TASK DESCRIPTION
Rewrite every line of the records below as a numbered list, leaving out any blank lines.

*** EXCERPTED DATA Section Begins ***

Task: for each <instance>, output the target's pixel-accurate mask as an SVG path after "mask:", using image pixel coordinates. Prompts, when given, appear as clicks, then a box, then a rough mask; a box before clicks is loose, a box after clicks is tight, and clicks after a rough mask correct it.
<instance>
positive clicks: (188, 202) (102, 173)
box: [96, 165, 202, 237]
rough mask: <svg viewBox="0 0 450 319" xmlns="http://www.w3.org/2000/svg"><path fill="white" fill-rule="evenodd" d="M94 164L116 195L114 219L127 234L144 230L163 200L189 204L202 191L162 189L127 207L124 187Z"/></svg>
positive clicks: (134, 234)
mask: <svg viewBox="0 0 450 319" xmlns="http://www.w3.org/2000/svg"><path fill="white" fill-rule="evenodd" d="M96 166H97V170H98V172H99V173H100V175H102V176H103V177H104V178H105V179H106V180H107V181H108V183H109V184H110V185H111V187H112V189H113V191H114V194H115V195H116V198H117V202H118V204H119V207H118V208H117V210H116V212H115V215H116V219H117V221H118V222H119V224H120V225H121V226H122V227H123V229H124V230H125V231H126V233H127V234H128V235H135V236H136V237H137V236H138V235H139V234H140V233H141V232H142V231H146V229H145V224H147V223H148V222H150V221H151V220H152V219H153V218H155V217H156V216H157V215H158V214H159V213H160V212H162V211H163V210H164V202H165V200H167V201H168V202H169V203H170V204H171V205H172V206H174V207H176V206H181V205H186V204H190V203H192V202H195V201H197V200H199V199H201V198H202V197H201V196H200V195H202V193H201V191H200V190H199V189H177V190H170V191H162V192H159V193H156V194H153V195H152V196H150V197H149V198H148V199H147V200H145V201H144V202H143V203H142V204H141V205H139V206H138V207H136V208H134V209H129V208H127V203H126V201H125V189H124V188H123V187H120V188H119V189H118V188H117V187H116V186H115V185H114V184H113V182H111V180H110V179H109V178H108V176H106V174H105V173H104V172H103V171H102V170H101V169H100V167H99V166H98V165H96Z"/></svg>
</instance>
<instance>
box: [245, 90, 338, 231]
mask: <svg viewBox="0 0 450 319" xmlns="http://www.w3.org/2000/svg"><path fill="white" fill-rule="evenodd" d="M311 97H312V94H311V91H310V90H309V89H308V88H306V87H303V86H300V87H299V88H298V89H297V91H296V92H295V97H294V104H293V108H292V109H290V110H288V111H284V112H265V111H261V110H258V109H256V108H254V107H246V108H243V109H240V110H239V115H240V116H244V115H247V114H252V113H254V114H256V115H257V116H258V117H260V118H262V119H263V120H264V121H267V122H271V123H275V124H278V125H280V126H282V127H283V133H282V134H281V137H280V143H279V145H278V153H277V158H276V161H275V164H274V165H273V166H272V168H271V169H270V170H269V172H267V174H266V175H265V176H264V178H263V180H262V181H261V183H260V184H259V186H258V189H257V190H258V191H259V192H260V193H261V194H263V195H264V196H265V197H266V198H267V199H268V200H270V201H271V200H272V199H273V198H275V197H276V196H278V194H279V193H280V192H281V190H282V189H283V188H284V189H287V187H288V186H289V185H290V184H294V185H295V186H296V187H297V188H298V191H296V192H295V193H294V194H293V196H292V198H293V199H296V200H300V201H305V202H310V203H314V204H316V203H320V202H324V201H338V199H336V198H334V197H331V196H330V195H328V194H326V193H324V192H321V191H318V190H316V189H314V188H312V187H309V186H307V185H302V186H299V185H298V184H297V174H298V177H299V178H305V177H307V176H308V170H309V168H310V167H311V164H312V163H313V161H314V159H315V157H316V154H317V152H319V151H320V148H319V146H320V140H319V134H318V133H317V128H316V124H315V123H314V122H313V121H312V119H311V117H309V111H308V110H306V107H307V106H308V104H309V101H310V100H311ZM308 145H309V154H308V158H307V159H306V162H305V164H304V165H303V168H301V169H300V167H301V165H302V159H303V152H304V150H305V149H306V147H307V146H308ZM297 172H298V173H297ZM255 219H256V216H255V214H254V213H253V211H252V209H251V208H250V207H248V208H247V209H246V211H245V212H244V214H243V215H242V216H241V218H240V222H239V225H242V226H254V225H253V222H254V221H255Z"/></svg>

*** EXCERPTED DATA Section Ends ***

EXERCISE SOLUTION
1. Task: for each <instance>, output the target's pixel-accurate mask as an SVG path after "mask:", using image pixel coordinates. Prompts, when given, appear as clicks, then a box, then a rough mask; a box before clicks is loose, a box after clicks is tight, and clicks after a rough mask correct it.
2. <instance>
3. positive clicks: (188, 202) (102, 173)
4. box: [96, 165, 202, 237]
5. rough mask: <svg viewBox="0 0 450 319" xmlns="http://www.w3.org/2000/svg"><path fill="white" fill-rule="evenodd" d="M94 164L116 195L114 219L127 234L144 230L163 200L189 204L202 191L162 189L127 207L124 187Z"/></svg>
6. positive clicks: (134, 234)
7. mask: <svg viewBox="0 0 450 319" xmlns="http://www.w3.org/2000/svg"><path fill="white" fill-rule="evenodd" d="M96 166H97V170H98V172H99V173H100V175H102V176H103V177H104V178H105V179H106V180H107V181H108V183H109V184H110V185H111V187H112V189H113V191H114V194H115V195H116V198H117V202H118V204H119V207H118V208H117V210H116V212H115V215H116V219H117V221H118V222H119V224H120V225H121V226H122V227H123V229H124V230H125V231H126V233H127V234H128V235H135V236H136V237H137V236H138V235H139V234H140V233H141V232H142V231H146V229H145V224H147V223H148V222H150V221H151V220H152V219H153V218H155V217H156V216H157V215H158V214H159V213H160V212H162V211H163V210H164V202H165V200H167V201H168V202H169V203H170V204H171V205H172V206H174V207H176V206H181V205H186V204H190V203H192V202H195V201H197V200H199V199H201V198H202V197H201V196H200V195H202V193H201V191H200V190H199V189H177V190H170V191H162V192H159V193H156V194H153V195H152V196H150V197H149V198H148V199H147V200H145V201H144V202H143V203H142V204H141V205H139V206H138V207H136V208H134V209H129V208H127V203H126V201H125V189H124V188H123V187H120V188H119V189H118V188H117V187H116V186H115V185H114V184H113V182H111V180H110V179H109V178H108V176H106V174H105V173H104V172H103V171H102V170H101V169H100V167H99V166H98V165H96Z"/></svg>
8. </instance>
9. <instance>
10. box: [245, 90, 338, 231]
11. mask: <svg viewBox="0 0 450 319" xmlns="http://www.w3.org/2000/svg"><path fill="white" fill-rule="evenodd" d="M311 97H312V94H311V91H310V90H309V89H308V88H306V87H303V86H300V87H299V88H298V89H297V91H296V92H295V97H294V104H293V108H292V109H290V110H288V111H284V112H265V111H261V110H258V109H256V108H254V107H246V108H243V109H240V110H239V115H240V116H244V115H247V114H252V113H254V114H256V115H257V116H258V117H260V118H262V119H263V120H264V121H267V122H271V123H275V124H278V125H280V126H282V127H283V133H282V134H281V137H280V143H279V145H278V153H277V158H276V161H275V164H274V165H273V166H272V168H271V169H270V170H269V172H267V174H266V175H265V176H264V178H263V180H262V181H261V183H260V184H259V186H258V189H257V190H258V191H259V192H260V193H261V194H263V195H264V196H265V197H266V198H267V199H268V200H270V201H271V200H272V199H273V198H275V197H276V196H278V194H279V193H280V192H281V190H282V189H283V188H284V189H287V187H288V186H289V185H290V184H294V185H295V186H296V187H297V188H298V191H296V192H295V193H294V194H293V196H292V198H293V199H296V200H300V201H305V202H310V203H314V204H316V203H320V202H324V201H338V199H336V198H334V197H331V196H330V195H328V194H326V193H324V192H321V191H318V190H316V189H314V188H312V187H309V186H307V185H302V186H299V185H298V184H297V174H298V177H299V178H305V177H307V176H308V170H309V168H310V167H311V164H312V163H313V161H314V159H315V157H316V154H317V152H319V151H320V148H319V146H320V140H319V134H318V133H317V128H316V124H315V123H314V122H313V121H312V119H311V117H309V111H308V110H306V107H307V106H308V104H309V101H310V100H311ZM308 145H309V154H308V158H307V159H306V162H305V164H304V165H303V168H301V169H300V167H301V165H302V159H303V152H304V150H305V149H306V147H307V146H308ZM297 172H298V173H297ZM255 219H256V216H255V214H254V213H253V211H252V209H251V208H250V207H248V208H247V209H246V211H245V212H244V214H243V215H242V216H241V218H240V222H239V225H242V226H254V225H253V222H254V221H255Z"/></svg>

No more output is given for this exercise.